§ Location identification entries

○ ○ ○

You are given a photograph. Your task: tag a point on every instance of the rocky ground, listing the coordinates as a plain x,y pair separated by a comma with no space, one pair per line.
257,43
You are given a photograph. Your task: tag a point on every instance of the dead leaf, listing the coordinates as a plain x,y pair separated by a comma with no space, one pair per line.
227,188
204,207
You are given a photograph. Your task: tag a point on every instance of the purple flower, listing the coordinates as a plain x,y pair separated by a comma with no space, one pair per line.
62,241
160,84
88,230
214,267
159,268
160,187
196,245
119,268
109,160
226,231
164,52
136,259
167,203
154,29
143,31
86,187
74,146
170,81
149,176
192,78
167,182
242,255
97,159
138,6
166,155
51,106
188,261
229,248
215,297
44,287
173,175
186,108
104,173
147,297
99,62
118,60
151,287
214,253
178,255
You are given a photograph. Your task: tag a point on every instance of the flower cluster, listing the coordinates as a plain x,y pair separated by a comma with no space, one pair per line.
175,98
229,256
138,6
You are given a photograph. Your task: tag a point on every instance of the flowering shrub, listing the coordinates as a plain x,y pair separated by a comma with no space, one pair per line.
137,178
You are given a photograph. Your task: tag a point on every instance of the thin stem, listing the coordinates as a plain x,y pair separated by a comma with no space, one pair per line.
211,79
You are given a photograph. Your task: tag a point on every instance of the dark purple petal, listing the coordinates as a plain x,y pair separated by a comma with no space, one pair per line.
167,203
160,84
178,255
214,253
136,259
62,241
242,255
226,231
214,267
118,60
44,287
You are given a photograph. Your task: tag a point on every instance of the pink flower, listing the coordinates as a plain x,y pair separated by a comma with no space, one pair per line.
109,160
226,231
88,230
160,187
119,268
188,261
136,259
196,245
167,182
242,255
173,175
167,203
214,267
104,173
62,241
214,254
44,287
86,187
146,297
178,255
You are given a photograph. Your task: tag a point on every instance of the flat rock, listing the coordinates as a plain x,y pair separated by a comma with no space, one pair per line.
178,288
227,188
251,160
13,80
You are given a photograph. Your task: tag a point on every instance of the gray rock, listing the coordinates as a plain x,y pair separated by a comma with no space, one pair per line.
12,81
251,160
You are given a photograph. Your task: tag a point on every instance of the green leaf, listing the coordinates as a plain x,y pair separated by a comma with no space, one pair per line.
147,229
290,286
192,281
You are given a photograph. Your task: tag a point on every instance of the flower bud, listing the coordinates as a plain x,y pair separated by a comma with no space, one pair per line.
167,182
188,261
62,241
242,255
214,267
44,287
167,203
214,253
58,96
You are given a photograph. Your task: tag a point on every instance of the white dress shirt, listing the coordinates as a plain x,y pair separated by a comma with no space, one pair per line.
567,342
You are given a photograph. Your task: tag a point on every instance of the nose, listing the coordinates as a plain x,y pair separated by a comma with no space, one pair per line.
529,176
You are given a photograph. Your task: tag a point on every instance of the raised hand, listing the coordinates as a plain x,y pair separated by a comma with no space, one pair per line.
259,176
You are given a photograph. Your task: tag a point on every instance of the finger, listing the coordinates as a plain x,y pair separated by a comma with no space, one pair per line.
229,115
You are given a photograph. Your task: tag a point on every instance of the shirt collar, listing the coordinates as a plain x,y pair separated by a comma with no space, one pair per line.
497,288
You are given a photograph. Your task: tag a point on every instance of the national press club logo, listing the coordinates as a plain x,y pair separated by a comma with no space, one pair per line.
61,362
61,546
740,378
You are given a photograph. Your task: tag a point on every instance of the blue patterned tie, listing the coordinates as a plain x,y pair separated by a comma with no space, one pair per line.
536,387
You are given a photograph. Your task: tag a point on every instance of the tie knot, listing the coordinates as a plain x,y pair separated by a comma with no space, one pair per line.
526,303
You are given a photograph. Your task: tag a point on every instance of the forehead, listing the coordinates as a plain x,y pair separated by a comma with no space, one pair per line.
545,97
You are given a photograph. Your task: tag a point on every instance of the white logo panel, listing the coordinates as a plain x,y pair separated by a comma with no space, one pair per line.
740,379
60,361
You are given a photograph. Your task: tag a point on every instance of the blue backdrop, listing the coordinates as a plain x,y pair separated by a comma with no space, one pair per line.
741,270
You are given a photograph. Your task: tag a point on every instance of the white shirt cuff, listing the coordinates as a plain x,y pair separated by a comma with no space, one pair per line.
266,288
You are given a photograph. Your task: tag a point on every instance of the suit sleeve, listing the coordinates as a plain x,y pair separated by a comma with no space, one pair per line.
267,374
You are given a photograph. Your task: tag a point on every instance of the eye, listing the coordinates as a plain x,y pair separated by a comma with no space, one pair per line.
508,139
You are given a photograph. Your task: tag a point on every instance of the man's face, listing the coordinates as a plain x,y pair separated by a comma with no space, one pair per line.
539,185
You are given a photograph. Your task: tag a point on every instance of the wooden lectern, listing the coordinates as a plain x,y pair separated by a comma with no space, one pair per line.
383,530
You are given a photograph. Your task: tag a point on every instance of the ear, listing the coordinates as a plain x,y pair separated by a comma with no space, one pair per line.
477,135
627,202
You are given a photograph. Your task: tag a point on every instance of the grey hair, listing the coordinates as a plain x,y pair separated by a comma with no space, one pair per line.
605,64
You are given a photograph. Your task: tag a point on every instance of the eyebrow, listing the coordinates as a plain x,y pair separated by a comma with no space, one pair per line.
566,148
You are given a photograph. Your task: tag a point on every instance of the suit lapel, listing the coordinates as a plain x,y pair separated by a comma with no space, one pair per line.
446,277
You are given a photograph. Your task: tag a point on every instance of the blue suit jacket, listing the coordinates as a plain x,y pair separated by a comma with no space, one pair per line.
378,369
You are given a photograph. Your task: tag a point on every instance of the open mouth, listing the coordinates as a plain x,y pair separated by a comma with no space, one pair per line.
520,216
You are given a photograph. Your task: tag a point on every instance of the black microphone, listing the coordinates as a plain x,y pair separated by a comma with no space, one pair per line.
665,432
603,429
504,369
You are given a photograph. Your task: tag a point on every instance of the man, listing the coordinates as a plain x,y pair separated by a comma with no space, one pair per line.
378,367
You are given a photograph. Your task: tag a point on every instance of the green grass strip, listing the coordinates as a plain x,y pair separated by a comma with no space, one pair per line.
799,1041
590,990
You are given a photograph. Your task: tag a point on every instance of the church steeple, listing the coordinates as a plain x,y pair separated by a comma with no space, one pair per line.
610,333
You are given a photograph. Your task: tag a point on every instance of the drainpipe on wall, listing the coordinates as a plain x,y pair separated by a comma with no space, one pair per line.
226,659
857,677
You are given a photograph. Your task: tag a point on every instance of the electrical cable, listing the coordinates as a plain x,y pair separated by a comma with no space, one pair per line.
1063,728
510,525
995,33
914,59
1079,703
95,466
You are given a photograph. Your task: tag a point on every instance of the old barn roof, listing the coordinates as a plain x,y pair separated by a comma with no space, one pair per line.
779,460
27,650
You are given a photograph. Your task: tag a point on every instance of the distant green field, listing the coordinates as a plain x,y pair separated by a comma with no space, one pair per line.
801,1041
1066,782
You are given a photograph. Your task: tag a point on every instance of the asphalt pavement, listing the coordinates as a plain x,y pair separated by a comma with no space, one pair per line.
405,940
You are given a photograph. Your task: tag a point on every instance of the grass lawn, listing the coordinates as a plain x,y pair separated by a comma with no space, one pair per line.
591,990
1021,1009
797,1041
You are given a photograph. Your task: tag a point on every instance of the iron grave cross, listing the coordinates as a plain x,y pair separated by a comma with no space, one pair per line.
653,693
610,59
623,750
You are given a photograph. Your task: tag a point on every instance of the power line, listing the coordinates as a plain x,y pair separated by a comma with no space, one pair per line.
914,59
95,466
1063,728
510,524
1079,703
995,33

○ ○ ○

Write out the material exactly as given.

You are given a photograph. Your task: tag a point on every instance of the rocky ground, listing the coordinates as a plain x,y pair separated by a comma with no space, one pair per line.
257,43
You are given a photograph. Your task: tag a point on every instance of the dead leaf, listing the coordinates as a plain x,y pair separated by a comma with no space, one pair per line.
227,188
204,207
You are given a photograph. Your task: tag a point on every instance of the purple flower, listing the coordinates as a plain x,y pair separated by a comma with no space, one pair per line.
62,241
160,84
88,230
214,267
159,268
160,187
196,245
119,268
109,160
226,231
164,52
136,259
167,203
154,29
143,31
86,187
74,146
170,81
149,176
192,78
167,182
242,255
97,159
138,6
166,155
51,106
188,261
229,248
215,297
44,287
173,175
186,108
104,173
147,297
99,62
118,60
151,287
214,253
178,255
You are given a photograph. Your task: tag a point on every instance of the flower cluster, listing the coordinates as a plain x,y pair separated by a comma with no space, one pair per line.
175,98
229,256
138,6
You are given a photograph. Your task: tag a point on every instance of the flowering shrub, listing the coordinates as a plain x,y pair separated by a comma with no space, one pair per line.
137,178
You are given a photograph. Your task: tag a point on every instance of the thin stem, listing the coordinates as a plain x,y pair separated by a comma with no space, one pair per line.
211,79
You are given a photograph. Your task: tag a point on every instance of the dark purple petal, listing the coordinates as a plain x,y pair separated by a comma with no space, one pair per line.
167,203
160,84
178,255
214,253
136,259
62,241
242,255
226,231
214,267
118,60
44,287
You are given a photograph. Your task: tag a point on every instance of the pink flower, listing the coordinates as a plain x,y pair separated by a comma with no space, one pair per line.
109,160
226,231
88,230
160,187
119,268
188,261
136,259
196,245
167,182
242,255
173,175
167,203
214,267
104,173
62,241
214,254
44,287
86,187
146,297
178,255
You are given a photograph. Your task: tag a point on every instance of the flat rock, listing the coordinates as a plain x,y pair separated by a comma with no space, one pair per line.
178,288
227,188
251,160
13,80
You are given a photograph. Your task: tag a point on every instance of the gray rock, listing the coordinates as a plain x,y pair separated by a comma with no space, one pair per line.
12,81
251,160
You are given a photograph. Your task: tag a point on every instance of the green leaf, listing the coordinates as a plain x,y pair separated by a comma with no space, one pair per line.
147,229
290,286
192,281
You are given a photograph. Your task: tag a point on every instance of the flower bud, listing the coordinates as a plain x,y pair separated by a comma with no space, one pair per line.
167,182
188,261
62,241
242,255
214,267
44,287
167,203
214,253
58,96
You are given a photograph. Your task: tag a point on every instance of the white dress shirt, listing the coordinates as a plain x,y pair separated by a comma with no space, one pair per line.
567,342
You are given a photograph. Your task: tag a point on every instance of the nose, listing the coordinates as a plain x,y pair separated by a comma with no space, one pair per line.
529,176
You are given a photograph. Your task: tag a point on every instance of the raised hand, listing the coordinates as a plain x,y pair separated by a comma with no space, one pair per line.
259,176
You are given a photograph. Your task: tag a point on every instance of the finger, listing the coordinates as a plain x,y pair separated by a comma with no space, one pair per line.
229,115
You are given a photograph. Your task: tag a point on every instance of the shirt collar, listing the coordinates as a plain x,y pair separated by a comma with no space, one pair per line.
497,288
You are given a photograph. Your task: tag a point on every instance of the national press club logo, listing the coordinates as a plain x,y pair separated by a comma with no space, one pair per line.
61,362
61,546
740,378
You are given a photograph. Your task: tag a point on every instance of the blue patterned tie, listing the coordinates as a plain x,y pair separated by a comma with no space, one pair per line.
536,387
You are given a photograph. Your task: tag a point on every instance of the tie knot, listing the coordinates as a plain x,y pair separated by a comma with no space, one pair per line.
526,303
You are given a photograph. Your task: tag a point on every instance of the forehead, listing the coordinates as a plain x,y pair separated by a comma with no space, one pair per line.
545,97
You are given a photograph. Your task: tag a point on every instance of the white logo panel, listing the coordinates as a plain x,y pair separated by a comma with no space, one pair per line.
740,379
60,361
You are given a photograph. Your task: tag a point on every instance of the blue backdrop, listing the coordinates as a plain x,y pair separated by a comma with no space, one pair per line.
741,270
You are given a photograph. Your task: tag a point on every instance of the white shirt cuff, listing the coordinates as a plain x,y pair separated by a comma with no space, one pair per line.
266,288
You are given a photograph. Your task: tag a point on every instance of the suit sleeve, listing the coordinates as a plain x,y pair separated by a comma with no space, one pair per line.
267,374
You are given a photograph. Your task: tag a point on every instance of the eye, listing the coordinates as a plain x,y pair separated by a comma with no space, one pair per line.
508,139
You are given a photograph. Your task: tag a point on every instance of the man's face, listing the coordinates as a plain x,y pair separated by a comma with no space, one pair per line.
539,185
You are given a photograph. Your task: tag a point on every instance of the wooden lectern, listing the coordinates as a plain x,y pair separated by a comma with no space, one pair per line.
383,530
You are given a photograph. Your task: tag a point on every instance of the ear, listing the coordinates as a plain x,y pair separated by a comma with no space, one pair per line.
477,135
627,202
You are given a photograph. Your task: tag a point on every instance of the grey hair, listing the coordinates as a plain x,y pair separated by a comma with no space, one pair per line.
605,64
You are given a photograph. Your task: tag a point on every instance of the eyebrow, listing the coordinates as a plain x,y pair separated by a comma with no space, one pair per line.
566,148
You are given a photograph. Your task: tag a point on every instance of the suit lapel, listing the coordinates as a plain x,y pair separated by a comma with no space, one pair per line.
446,277
You are given a photograph. Your task: tag a point on every instance of the blue suit jacket, listing the coordinates as a plain x,y pair separated by a comma with no space, one pair per line.
378,369
You are given a photograph. Your task: tag a point on every instance of the open mouth, listing the coordinates as a plain x,y pair separated by a comma with no space, one pair per line.
520,216
You are given a photograph. Your task: tag a point on every instance of the black microphone, listing the coordinates as a plain x,y pair separated by a comma with no space, one pair per line.
665,432
603,429
504,369
You are given a photograph. Your task: tag a point on every instance of the man, listing the coordinates as a plain x,y pair separated by a comma with no space, one pair per line.
378,367
You are given a photograph. Your task: tag a point on every instance of the green grass strip, listing the coordinates as a plain x,y pair separated by a comma with no space, one pair per line.
799,1041
590,990
You are given a photograph. Your task: tag a point on every instance of the church steeple, listing the coordinates as a plain x,y pair separated by a comma with no space, one pair per line.
610,333
You are given a photograph. Your task: tag a point on every instance of the drainpipe on wall, listing the coordinates as a plain x,y pair separated by a comma with no space, one pair per line.
226,659
857,677
You are given a photograph. Your task: tag a point on every instance of the electrical cable, listing the coordinates as a plain x,y pair separated by a comma with no space, one pair per line.
1063,728
510,525
995,33
914,59
1079,703
95,466
You are given a photograph. Your task: tag a point on every instance of the old barn roof, listing the coordinates as a plain x,y pair separated by a comma with no space, one pair per line.
779,460
27,650
You are given a photograph. Your task: tag a point on every instance of the distant green field, listing the coordinates as a plain x,y pair separated by a comma with no space, one pair per line.
801,1041
1066,782
You are given a photograph. Your task: tag a point on every instance of the asphalt pavement, listing the coordinates as a plain x,y pair separated by a comma with no space, one pair per line.
405,940
You are given a photograph. Your task: tag a point on every instance of the grass lawn, listing the coordinates as a plain x,y pair separated by a comma with no space, one pair per line.
591,990
1021,1009
797,1041
You are given a photograph. Your task: tag a point on every instance of the iron grave cross, listing the coordinates as a plain x,y pair separated by a comma with no space, one pair per line.
653,693
610,59
623,750
You are given a photograph. Your task: tag a point on every instance of the power line, listing the coordinates as a plain x,y pair separated by a comma with no space, one pair per line.
914,59
95,466
1063,728
510,524
1079,703
995,33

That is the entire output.